An Encyclopaedia on Chinese History, Literature and Art

Li Gong 李塨

Mar 27, 2013 © Ulrich Theobald

Li Gong 李塨 (1659-1733), courtesy name Gangzhu 剛主, style Shugu 恕穀, was a philosopher of the early Qing period 清 (1644-1911), and founder of the so-called Yan-Li School (Yan-Li xuepai 顏李學派). He hailed from Lixian 蠡縣, Hebei, and was a disciple of Yan Yuan 顔元 (1635-1704), and so adapted Yan's proposition of a "practical science" (shixue 實學). With the age of 32 sui he graduated the state examination but instead of taking an office, he traveled around and visited numerous scholars throughout the empire, with which he discussed philosophy, lectured, and learned medicine. As an old man, with 60 sui, he finally was appointed educational instructor (xuezheng 學正) of Tongzhou 通州, but after only one month he returned home to care for his ailing mother.

Data provided:

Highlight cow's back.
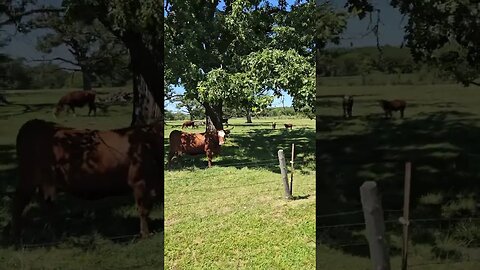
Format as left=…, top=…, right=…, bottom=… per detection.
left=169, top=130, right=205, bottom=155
* * *
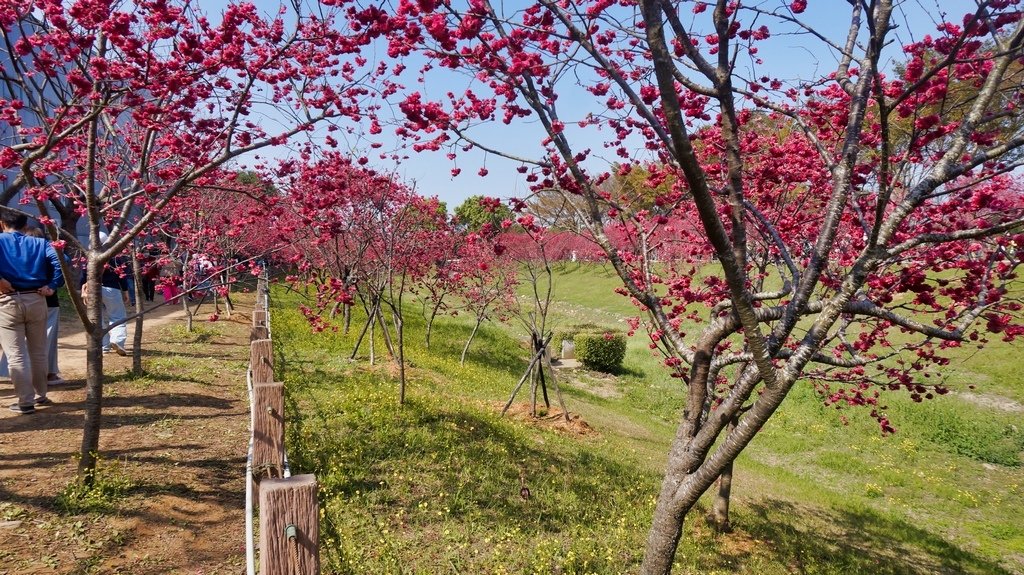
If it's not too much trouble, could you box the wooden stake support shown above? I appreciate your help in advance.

Problems to work on:
**a.** Answer these from the Li Gong entry:
(i) Which place did Li Gong come from?
(ii) Whose disciple was he?
(iii) What post was he given at the age of 60 sui?
**b.** Using the Li Gong entry, decide whether each statement is correct:
(i) After passing the state examination at 32 sui, Li Gong took up an office.
(ii) Li Gong learned medicine while traveling and visiting scholars.
(iii) Li Gong held the Tongzhou post for several years.
**c.** Write the next part of the Li Gong entry, picking up after its final sentence.

Answers to each task:
**a.**
(i) Lixian 蠡縣, Hebei.
(ii) Yan Yuan 顔元 (1635-1704).
(iii) Educational instructor (xuezheng 學正) of Tongzhou 通州.

**b.**
(i) No: "instead of taking an office, he traveled around"
(ii) Yes: "discussed philosophy, lectured, and learned medicine"
(iii) No: "after only one month he returned home to care for his ailing mother"

**c.**
The philosopher Li Gong was one of the early modern scholars doubting the traditional teachings of the Neo-Confucians. Li Gong was of the opinion that the "universal principle" (li 理) and matter or substance (qi 氣) were inseparable. While the Neo-Confucians had believed, that the principle existed before matter and as a separate entity, modern Confucians stressed that the principle was embedded in the objects (li zai shi zhong 理在事中). All things had, Li Gong said, a conditional principle and a chronological principle (tiao li ri li 條理日理), in other words, the principle was subject to circumstances. Without substance, a "principle" made no sense.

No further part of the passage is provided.